From the commentary on master limited partnerships below, list every group of investors or market participants it mentions.

— begin PASSAGE PROVIDED —

As we stated when we added exposure to the energy sector October 6 (see here), we’d be fools not to acknowledge the technical breakout in units of master limited partnerships the past few weeks. The group still has a long way to go to get back to “even,” but for the sake of retirees who are “DRIPping” into these equities, we sincerely hope some losses can be recuperated. Our experience tells us, however, that the road won’t be an easy one, but we are hoping chartists will be piling into units in the coming days. Fundamental investors may not be aware of this “technical” catalyst to come, but the breakout could be a big one. MLP investors have lost so much money in the group since late 2014 that the recent move higher looks rather insignificant, but don’t underestimate it – it is an important one.

— end PASSAGE PROVIDED —
— begin ENTRIES SHOWN —

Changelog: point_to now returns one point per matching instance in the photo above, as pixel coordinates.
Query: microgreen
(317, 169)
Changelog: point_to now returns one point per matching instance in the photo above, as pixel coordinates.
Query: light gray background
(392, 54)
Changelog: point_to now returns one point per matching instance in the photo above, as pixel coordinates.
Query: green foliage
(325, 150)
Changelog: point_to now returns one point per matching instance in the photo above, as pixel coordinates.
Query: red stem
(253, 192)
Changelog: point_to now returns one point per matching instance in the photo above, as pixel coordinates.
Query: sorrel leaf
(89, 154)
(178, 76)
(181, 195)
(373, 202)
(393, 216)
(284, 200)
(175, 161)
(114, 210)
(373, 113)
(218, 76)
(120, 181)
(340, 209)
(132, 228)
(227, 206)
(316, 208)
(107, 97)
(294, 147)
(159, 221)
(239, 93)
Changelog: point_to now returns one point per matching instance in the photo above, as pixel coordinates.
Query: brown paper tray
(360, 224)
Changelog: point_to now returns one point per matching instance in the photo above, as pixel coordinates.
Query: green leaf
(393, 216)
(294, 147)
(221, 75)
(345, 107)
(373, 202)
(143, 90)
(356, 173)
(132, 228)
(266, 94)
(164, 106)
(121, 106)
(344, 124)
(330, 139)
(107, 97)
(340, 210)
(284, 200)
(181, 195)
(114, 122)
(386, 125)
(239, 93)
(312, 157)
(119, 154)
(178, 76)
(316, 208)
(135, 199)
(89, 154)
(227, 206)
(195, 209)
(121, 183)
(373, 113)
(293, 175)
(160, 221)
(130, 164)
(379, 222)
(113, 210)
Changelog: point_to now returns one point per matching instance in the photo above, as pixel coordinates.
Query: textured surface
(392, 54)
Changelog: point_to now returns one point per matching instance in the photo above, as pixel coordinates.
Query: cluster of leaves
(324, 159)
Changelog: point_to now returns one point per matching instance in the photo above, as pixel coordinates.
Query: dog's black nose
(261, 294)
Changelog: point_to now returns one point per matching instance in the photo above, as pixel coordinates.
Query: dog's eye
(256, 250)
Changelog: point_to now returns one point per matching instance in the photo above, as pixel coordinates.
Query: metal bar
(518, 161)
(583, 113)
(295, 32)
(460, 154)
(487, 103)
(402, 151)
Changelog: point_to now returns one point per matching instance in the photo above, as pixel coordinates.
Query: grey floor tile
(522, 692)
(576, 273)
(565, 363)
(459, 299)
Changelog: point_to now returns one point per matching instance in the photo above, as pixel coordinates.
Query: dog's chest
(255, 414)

— end ENTRIES SHOWN —

» **THE OUTPUT**
- Retirees who are "DRIPping" into these equities
- Chartists
- Fundamental investors
- MLP investors